◆ Prompt
Please revise the Friendster article, starting with "One year after" and going on through "of just seven.", with "healthy buzz" replaced by "steady buzz".

— start of Document passage —

Christian Lesstrang didn't know a soul in Chicago after moving from San Francisco.

So he turned to Friendster.com, a Web site that owes its rapidly growing popularity to a simple but effective formula. Unlike dating sites that disseminate profiles of people looking to meet others, Friendster lets people network only with their friends' other friends—and those people's friends as well. Browsing through the hundreds of people in his Friendster network, Lesstrang, 32, came across a few in Chicago. He e-mailed them, told them how they were connected and asked if they'd be interested in meeting up. Within a week in his new city, Lesstrang had some get-togethers, and now he has met about 10 people he regularly sees.

"You meet friends and there's really no expectations or anything weird about that," Lesstrang said. "It's just going through life, except through a referral network."

One year after being launched by software engineer Jonathan Abrams, Friendster has attracted a healthy buzz and 1.3 million users—despite no advertising and being officially only in beta, or test mode. The company has spent $250,000 getting started and operates out of a suite in Sunnyvale, Calif., with a staff of just seven.

— end of Document passage —
— start of Supplied information —

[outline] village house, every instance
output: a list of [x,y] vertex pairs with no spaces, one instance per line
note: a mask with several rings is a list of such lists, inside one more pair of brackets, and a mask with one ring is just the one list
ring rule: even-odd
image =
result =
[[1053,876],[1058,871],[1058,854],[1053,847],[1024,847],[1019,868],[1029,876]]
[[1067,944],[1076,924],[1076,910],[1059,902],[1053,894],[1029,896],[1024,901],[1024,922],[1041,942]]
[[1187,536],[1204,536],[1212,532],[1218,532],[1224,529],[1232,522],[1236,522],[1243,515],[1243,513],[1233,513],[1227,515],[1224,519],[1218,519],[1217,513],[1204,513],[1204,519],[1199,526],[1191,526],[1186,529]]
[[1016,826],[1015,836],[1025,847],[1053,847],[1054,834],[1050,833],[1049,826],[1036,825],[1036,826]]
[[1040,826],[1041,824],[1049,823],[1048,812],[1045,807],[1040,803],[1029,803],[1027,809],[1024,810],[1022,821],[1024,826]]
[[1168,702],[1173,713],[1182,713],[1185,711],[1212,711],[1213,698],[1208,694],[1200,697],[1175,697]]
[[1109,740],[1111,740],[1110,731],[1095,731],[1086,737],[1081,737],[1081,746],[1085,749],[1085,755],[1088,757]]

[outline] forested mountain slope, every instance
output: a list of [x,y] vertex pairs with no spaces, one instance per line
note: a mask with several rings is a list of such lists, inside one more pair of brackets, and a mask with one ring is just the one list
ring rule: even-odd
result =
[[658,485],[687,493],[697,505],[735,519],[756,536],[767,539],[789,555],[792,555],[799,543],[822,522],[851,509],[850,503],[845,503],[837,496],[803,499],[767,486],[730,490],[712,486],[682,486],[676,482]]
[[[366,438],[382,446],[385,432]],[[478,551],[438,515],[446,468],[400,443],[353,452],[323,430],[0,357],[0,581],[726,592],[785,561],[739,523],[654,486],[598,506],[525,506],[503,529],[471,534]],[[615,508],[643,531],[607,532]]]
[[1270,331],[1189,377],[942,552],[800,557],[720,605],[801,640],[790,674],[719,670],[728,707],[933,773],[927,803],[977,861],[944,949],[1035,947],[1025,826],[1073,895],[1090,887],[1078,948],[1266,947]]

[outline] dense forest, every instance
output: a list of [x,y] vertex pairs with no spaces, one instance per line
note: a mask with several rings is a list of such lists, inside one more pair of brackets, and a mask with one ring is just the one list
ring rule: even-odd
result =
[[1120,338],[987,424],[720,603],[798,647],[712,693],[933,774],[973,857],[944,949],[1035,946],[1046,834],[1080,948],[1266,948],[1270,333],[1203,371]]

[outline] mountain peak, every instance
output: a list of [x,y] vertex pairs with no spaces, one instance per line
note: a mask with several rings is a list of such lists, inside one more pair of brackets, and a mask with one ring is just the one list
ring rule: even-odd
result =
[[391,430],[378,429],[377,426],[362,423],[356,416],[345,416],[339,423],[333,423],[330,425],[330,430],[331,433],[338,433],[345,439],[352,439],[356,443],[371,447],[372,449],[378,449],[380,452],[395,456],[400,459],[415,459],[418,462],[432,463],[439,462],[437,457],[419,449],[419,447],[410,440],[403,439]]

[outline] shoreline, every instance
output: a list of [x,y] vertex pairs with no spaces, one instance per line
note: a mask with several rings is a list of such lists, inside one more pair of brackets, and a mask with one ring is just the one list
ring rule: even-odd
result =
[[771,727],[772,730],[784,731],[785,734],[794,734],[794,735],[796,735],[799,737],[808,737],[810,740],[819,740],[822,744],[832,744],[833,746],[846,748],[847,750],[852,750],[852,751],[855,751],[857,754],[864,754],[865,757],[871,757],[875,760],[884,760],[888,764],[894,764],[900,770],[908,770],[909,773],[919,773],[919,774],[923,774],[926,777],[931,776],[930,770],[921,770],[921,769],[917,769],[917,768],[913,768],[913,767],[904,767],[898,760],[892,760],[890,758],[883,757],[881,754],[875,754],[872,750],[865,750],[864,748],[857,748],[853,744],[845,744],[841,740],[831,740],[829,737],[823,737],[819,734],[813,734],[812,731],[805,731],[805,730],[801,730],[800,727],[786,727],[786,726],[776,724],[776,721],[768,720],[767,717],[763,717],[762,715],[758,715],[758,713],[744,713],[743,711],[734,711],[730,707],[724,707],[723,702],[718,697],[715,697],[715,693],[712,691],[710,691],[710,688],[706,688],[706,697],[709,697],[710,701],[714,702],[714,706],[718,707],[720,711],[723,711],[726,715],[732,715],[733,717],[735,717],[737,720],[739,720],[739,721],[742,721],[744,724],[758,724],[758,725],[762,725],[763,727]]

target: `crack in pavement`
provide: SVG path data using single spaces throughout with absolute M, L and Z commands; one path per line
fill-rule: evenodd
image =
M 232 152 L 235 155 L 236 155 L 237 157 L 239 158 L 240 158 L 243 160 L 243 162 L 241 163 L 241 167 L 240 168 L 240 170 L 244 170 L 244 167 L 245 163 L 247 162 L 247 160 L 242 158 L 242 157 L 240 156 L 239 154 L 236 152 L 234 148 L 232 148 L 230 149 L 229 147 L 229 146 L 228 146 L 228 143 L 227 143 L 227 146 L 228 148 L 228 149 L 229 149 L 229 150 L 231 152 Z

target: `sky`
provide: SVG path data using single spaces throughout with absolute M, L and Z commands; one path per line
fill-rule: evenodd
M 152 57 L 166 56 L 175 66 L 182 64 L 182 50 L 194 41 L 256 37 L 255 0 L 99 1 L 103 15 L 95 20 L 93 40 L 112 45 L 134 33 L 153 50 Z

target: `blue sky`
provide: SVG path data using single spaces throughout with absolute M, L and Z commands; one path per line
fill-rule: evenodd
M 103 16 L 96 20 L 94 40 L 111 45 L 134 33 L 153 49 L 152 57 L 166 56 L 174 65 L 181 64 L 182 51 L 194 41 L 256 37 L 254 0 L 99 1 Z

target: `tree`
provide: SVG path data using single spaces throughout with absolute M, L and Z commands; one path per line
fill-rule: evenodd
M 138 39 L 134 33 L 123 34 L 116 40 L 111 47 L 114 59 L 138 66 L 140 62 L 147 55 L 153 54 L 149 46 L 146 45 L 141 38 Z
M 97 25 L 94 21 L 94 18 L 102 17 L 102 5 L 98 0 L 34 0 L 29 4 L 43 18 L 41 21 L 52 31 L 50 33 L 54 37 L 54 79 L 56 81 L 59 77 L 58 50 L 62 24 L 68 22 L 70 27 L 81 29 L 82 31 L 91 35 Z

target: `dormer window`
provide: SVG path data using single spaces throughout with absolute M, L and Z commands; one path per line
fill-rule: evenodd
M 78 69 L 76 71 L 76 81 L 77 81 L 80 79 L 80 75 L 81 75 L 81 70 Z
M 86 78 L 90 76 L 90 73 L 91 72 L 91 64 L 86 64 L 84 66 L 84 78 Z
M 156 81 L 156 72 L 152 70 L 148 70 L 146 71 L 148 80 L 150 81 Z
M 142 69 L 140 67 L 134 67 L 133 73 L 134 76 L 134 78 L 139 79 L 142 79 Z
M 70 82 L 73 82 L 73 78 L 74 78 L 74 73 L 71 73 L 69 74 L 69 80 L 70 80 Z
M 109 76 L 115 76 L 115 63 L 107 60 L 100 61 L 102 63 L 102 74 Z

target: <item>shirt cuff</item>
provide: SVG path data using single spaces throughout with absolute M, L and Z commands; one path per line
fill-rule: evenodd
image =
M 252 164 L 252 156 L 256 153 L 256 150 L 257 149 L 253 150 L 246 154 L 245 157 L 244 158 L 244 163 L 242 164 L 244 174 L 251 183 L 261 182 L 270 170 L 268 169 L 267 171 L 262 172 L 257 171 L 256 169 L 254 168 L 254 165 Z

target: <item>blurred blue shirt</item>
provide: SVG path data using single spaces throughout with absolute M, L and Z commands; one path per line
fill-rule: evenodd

— end of Supplied information —
— start of Supplied information —

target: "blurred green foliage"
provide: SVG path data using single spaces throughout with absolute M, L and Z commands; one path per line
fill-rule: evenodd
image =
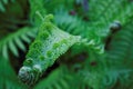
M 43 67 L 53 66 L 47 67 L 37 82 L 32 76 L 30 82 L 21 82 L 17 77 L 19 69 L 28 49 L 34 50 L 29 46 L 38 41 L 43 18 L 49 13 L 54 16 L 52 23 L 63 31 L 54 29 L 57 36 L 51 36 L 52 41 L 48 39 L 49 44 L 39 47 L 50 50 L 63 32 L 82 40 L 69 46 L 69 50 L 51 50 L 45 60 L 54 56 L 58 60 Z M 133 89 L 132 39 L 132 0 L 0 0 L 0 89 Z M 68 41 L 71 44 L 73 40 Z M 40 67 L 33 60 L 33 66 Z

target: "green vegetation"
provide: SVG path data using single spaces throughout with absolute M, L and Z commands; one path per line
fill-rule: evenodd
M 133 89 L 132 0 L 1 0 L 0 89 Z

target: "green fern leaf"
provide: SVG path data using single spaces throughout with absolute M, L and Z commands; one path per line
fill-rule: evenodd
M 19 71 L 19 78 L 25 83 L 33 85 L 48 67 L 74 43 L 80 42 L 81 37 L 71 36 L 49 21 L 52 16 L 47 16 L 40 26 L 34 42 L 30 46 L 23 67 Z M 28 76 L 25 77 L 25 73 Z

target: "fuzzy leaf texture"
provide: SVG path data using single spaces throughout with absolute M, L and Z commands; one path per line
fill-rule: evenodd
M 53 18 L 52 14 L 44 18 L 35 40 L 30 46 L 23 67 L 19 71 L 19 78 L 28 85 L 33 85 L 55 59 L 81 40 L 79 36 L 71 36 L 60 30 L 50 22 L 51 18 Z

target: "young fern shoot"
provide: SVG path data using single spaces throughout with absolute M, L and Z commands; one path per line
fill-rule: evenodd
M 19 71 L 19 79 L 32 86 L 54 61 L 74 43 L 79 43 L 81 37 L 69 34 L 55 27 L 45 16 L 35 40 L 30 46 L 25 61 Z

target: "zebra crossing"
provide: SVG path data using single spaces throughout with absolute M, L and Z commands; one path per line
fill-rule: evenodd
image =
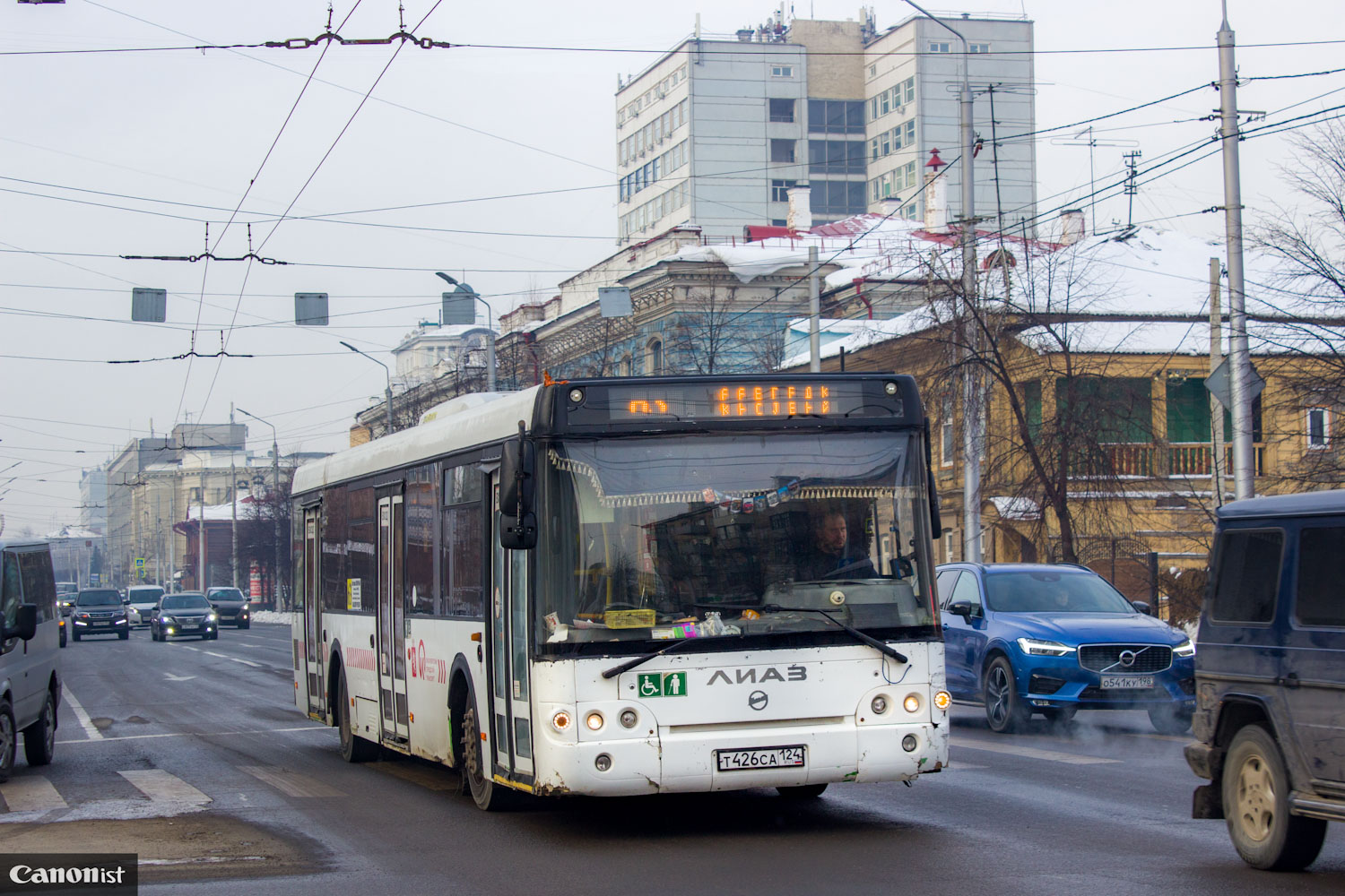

— end of Supplied information —
— start of Supplied information —

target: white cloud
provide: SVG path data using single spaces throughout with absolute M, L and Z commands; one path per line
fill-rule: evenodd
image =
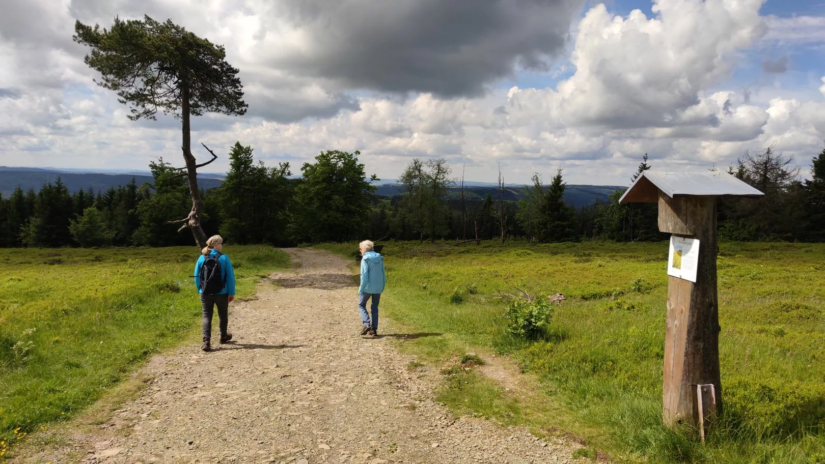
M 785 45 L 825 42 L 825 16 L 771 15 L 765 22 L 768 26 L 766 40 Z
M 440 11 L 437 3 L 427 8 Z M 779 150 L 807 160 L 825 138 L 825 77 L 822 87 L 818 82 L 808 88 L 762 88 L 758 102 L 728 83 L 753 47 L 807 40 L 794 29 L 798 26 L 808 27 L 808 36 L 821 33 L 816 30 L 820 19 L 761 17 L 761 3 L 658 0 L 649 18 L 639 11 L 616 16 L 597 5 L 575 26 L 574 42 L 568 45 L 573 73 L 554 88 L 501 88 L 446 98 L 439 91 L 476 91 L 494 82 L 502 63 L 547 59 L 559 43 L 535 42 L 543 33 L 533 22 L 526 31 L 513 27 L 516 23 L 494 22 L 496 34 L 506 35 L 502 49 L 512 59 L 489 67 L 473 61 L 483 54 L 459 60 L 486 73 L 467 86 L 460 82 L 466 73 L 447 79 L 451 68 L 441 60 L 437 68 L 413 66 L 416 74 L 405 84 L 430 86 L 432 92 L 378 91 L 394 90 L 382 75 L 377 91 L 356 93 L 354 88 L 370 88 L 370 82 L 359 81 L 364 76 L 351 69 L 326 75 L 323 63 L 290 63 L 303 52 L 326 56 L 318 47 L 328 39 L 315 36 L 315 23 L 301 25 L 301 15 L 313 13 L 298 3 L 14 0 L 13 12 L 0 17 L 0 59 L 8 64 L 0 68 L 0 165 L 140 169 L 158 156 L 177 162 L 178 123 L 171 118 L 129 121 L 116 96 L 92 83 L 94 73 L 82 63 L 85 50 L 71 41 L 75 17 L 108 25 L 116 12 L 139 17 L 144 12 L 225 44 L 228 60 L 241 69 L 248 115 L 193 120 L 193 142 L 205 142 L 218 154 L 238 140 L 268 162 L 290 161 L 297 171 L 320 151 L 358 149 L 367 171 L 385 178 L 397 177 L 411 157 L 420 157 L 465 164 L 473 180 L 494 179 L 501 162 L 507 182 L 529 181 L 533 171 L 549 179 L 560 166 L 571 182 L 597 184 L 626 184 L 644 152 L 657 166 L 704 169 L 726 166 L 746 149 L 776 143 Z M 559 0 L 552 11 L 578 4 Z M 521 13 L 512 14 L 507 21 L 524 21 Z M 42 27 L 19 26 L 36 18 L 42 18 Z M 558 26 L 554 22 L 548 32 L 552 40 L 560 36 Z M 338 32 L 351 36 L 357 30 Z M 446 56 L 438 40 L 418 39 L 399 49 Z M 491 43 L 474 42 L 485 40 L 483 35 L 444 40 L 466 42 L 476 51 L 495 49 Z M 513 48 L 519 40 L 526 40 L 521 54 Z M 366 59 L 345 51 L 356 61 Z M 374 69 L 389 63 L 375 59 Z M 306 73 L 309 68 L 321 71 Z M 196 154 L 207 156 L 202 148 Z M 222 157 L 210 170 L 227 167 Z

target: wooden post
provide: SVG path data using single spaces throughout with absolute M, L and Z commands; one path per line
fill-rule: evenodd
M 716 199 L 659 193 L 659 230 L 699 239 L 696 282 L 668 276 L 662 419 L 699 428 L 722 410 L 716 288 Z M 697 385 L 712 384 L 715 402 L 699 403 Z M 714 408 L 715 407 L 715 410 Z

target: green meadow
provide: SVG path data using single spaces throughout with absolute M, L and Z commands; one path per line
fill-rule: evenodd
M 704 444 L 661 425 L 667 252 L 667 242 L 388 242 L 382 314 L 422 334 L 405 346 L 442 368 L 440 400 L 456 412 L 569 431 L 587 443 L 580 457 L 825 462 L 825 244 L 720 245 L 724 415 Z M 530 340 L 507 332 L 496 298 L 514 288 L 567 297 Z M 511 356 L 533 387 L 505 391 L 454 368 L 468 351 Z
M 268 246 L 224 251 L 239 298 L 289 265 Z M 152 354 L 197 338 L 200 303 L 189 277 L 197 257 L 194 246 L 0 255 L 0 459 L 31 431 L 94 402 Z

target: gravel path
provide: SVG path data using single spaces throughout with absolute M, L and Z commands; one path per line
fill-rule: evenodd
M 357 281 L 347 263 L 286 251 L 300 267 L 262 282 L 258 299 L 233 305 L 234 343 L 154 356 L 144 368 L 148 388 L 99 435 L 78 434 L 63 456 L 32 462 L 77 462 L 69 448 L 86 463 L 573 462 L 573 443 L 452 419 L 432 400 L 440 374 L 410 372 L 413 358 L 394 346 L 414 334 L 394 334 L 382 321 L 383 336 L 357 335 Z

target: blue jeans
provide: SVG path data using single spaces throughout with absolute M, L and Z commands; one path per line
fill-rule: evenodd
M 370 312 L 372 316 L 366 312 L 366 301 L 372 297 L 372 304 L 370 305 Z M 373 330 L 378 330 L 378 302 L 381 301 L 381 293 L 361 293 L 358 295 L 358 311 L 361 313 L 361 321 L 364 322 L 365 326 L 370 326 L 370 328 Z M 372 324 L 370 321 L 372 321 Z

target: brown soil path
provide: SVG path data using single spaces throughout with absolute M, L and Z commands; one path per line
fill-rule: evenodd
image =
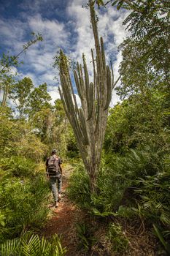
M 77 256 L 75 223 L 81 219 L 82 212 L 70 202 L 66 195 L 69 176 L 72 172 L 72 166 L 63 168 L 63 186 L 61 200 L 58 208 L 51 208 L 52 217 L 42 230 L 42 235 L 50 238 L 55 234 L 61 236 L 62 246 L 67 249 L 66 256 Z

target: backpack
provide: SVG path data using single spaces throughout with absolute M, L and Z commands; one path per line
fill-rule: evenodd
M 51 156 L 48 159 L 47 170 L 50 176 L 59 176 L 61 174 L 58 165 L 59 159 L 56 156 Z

— end of Supplied information —

◆ Exercise result
One year after being launched by software engineer Jonathan Abrams, Friendster has attracted a steady buzz and 1.3 million users—despite no advertising and being officially only in beta, or test mode. The company has spent $250,000 getting started and operates out of a suite in Sunnyvale, Calif., with a staff of just seven.